- Olympic Flag
- IOC code: IOA

in London
- Competitors: 4 in 3 sports
- Flag bearer: Brooklyn Kerlin
- Medals: Gold 0 Silver 0 Bronze 0 Total 0

Summer Olympics appearances (overview)
- 1992; 1996; 2000; 2004–2008; 2012; 2016; 2020; 2024;

Other related appearances
- Netherlands Antilles (1952–2008) Aruba (1988–pres.) Netherlands (1900–pres.) Sudan (1960–pres.) South Sudan (2016–pres.)

= Independent Olympic Athletes at the 2012 Summer Olympics =

Four independent Olympic Athletes competed at the 2012 Summer Olympics in London, the United Kingdom. These were athletes from the former Netherlands Antilles, and from the newly formed state of South Sudan. This was the third time that athletes had competed as independent participants in the Olympics. None of the athletes won an Olympic medal.

[Point annotations for photos]
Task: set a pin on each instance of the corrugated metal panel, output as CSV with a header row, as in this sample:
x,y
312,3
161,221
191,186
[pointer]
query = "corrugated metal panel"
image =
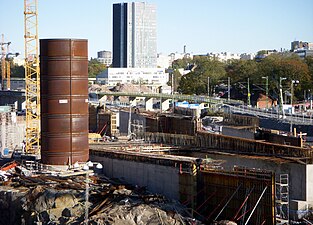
x,y
64,101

→ Goal 1: In the article on Independent Olympic Athletes at the 2012 Summer Olympics, rewrite the paragraph beginning "Four independent Olympic Athletes competed" as a short bulleted list that keeps its main facts.
→ Goal 2: Extend the article on Independent Olympic Athletes at the 2012 Summer Olympics with new text that follows its final sentence.

→ Exercise output 1:
- Four independent Olympic Athletes competed at the 2012 Summer Olympics in London, the United Kingdom.
- They came from the former Netherlands Antilles and from the newly formed state of South Sudan.
- It was the third time athletes had competed as independent participants in the Olympics.
- None of them won an Olympic medal.

→ Exercise output 2:
==Background==

===Netherlands Antilles===
The Netherlands Antilles Olympic Committee, which had planned to continue functioning after the dissolution of the Netherlands Antilles in October 2010, had its membership withdrawn by the IOC Executive Committee at the IOC session of July 2011. However, athletes from the former Netherlands Antilles who qualified for the 2012 Olympics were allowed to participate independently under the Olympic flag, in addition to the possibility of competing for the Netherlands (as for example Churandy Martina did) or Aruba (because they have Dutch nationality). Ultimately, three athletes from the Netherlands Antilles participated as independent Olympic athletes.

===South Sudan===
South Sudan gained its independence from Sudan in July 2011. As of the 2012 Summer Olympics, it had not formed a National Olympic Committee. Athletes from this nation were therefore unable to enter with a National Olympic Committee (NOC). Guor Marial qualified for the men's marathon and competed as an independent Olympian.

==Opening ceremony==
Brooklyn Kerlin was the flag bearer of the athletes during the opening ceremony. She was chosen by her peers to represent the "makers of the Olympics". Hannah Bailes, a London 2012 Ceremonies Cast Member, who was also a volunteer, was selected to carry the Independent Olympic Athletes placard.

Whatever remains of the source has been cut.